Page extract:
____________

10/26/2020 - Akron Beacon Journal
The voter registration deadline had reached its final day, and not surprisingly, there was a procrastinator or two among the 53 percent of Browns players who were signing up for the first time.
But Ron Brewer was relentless.
The Browns’ director of player engagement who spearheaded the team’s initiative had spoken in each position meeting with coach Kevin Stefanski’s blessing when the drive was launched. Brewer encouraged unregistered players such as Baker Mayfield, Odell Beckham Jr., Nick Chubb, David Njoku and Rashard Higgins.
Brewer said Chubb “took the bull by the horns and handled it on his own.” Others weren’t so easy.
For some, Brewer put applications in the envelopes and mailed them. He made sure six players got to a Department of Motor Vehicles office for their required Ohio driver’s license or state ID. He shepherded two who showed up there without the required documents and had to go home and get them. He did everything but drive them to the DMV.
“I’m big on not enabling; I want to help these guys grow as much as possible,” Brewer said during a Tuesday phone interview. “I had to really urge some guys, ‘We’ve got one more week we can go. One more week and you’re not going to be able to register.’
“There was a pushing, if you know what I mean. ‘Are you going now? Are you going today? What time are you going?’”
He put an application in one player’s locker and said it sat there for over 10 days. Finally, he called the player into his office just outside the double doors to the locker room and they filled it out together.
“It took two minutes,” Brewer said. “They’re like, ‘Oh, that’s it?’
Relying on a website that had each state’s requirements for those who wanted to vote where they live in the offseason, Brewer ticked the unregistered names off his list one by one and his determination grew.
In the final hours, he wouldn’t accept anything less than full participation. Stefanski made that the team’s goal when the league created its NFL Votes and #AthleteAndVoter initiatives in August.
“Everybody’s different. Some people it takes, ‘This is the last day we can do this,’” Brewer said. “That’s the benefit of my position and being next to the locker room, I try to make it as easy as possible. But at times I get aggressive for something that’s important like this. Online registration, I’d say, ‘Come in my office, sit down right here, let’s knock this out, me and you.’
“I did have to go down to the last day.”
The NFL and NFL Players Association announced Wednesday that 90 percent of active players were registered to vote. A league spokesman said the Browns were one of six teams that reached 100 percent, along with the Indianapolis Colts, San Diego Chargers, San Francisco 49ers, Seattle Seahawks and the Washington Football Team.
“I’m happy that we’re able to embrace this, set an example, we’re one of six teams where all the guys got registered, that’s huge,” Browns safety Sheldrick Redwine said by phone Wednesday. “Hopefully people can see that and be able to jump on the train with it.

____________

Dataset entries:

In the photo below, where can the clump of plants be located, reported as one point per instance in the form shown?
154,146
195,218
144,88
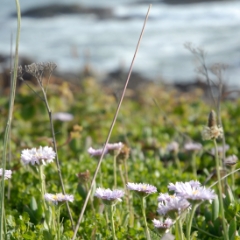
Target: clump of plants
75,167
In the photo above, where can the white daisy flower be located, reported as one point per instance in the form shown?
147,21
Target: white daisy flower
43,155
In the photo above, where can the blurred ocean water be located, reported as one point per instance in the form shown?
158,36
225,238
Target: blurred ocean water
64,39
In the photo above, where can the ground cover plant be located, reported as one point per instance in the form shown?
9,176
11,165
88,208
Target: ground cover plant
169,167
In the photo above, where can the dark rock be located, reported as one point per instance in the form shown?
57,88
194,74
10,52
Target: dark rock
59,9
188,1
119,77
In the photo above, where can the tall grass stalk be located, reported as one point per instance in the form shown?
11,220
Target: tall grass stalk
9,122
220,192
111,127
148,237
55,149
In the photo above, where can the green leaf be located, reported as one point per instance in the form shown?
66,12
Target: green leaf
232,229
215,209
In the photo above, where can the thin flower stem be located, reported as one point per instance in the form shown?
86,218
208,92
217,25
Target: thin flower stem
144,218
233,179
220,195
179,229
9,122
122,177
189,223
194,165
58,222
43,189
115,170
112,222
110,130
55,149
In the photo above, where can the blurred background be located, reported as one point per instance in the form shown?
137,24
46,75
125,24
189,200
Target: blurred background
104,34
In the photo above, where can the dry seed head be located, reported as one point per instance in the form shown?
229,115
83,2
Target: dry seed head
212,119
83,176
123,155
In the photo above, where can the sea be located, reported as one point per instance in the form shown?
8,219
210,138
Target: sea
71,41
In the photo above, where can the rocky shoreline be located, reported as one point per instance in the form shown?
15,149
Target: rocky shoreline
113,80
52,10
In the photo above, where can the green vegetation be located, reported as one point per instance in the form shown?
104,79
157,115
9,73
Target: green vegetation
144,127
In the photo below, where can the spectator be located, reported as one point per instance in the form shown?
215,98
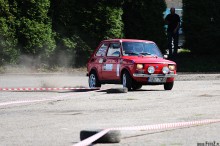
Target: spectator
173,22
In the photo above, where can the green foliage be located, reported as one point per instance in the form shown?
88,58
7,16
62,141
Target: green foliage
201,25
65,32
85,24
34,28
143,19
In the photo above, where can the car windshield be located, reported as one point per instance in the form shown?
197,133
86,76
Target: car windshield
140,48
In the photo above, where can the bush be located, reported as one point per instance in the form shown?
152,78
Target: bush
201,21
8,40
143,19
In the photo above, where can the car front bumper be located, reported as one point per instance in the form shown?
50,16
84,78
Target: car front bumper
154,75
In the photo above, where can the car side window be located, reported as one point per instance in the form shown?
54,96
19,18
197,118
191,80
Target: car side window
114,50
102,50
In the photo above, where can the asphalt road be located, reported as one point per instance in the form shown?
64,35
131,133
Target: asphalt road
56,118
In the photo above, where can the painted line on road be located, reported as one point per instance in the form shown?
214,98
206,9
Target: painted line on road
95,137
45,89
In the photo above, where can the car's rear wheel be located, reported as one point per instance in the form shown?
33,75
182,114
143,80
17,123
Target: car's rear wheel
136,86
93,80
126,80
168,85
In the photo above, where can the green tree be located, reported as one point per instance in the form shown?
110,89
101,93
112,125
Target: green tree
8,40
143,19
34,29
201,25
84,24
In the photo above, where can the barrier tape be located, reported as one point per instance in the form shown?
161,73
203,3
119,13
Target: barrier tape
45,89
95,137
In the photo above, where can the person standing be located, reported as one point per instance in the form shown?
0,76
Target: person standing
173,22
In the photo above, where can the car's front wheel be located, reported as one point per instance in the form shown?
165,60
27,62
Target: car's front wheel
93,80
126,80
168,85
136,86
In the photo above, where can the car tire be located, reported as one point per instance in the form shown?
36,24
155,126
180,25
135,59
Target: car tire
136,86
93,80
168,85
117,90
110,137
126,80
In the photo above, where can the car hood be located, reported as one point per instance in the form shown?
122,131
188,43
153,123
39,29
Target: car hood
148,59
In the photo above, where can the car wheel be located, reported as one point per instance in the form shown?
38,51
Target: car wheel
93,80
168,86
126,80
136,86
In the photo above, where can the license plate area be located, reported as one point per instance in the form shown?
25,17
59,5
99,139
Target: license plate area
157,79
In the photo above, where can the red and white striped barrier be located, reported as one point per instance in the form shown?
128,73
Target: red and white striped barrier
95,137
45,89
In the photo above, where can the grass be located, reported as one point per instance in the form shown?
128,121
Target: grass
187,62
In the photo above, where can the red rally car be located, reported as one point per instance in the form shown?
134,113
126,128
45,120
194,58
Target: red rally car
130,62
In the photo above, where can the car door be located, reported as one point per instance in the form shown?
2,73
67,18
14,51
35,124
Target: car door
110,67
99,58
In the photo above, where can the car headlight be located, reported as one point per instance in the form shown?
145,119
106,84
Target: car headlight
165,70
172,67
151,69
140,66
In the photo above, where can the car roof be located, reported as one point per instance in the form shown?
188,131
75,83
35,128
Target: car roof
128,40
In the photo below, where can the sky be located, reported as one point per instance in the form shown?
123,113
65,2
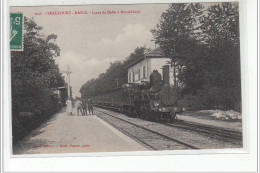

____________

Task instructions:
A: In the Browns voter registration article, do these statements agree with the text? (i) Brewer drove players to the DMV. (ii) An application sat in one player's locker for more than 10 days. (iii) The NFL and NFL Players Association reported that 90 percent of active players were registered to vote. Answer yes or no for each and quote the deciding words.
B: From the Browns voter registration article, quote the passage from "The NFL and" to "train with it.".
Answer from the article alone, not from the items.

Answers to the problems:
A:
(i) No: "He did everything but drive them to the DMV."
(ii) Yes: "it sat there for over 10 days"
(iii) Yes: "90 percent of active players were registered to vote"

B:
The NFL and NFL Players Association announced Wednesday that 90 percent of active players were registered to vote. A league spokesman said the Browns were one of six teams that reached 100 percent, along with the Indianapolis Colts, San Diego Chargers, San Francisco 49ers, Seattle Seahawks and the Washington Football Team.
“I’m happy that we’re able to embrace this, set an example, we’re one of six teams where all the guys got registered, that’s huge,” Browns safety Sheldrick Redwine said by phone Wednesday. “Hopefully people can see that and be able to jump on the train with it.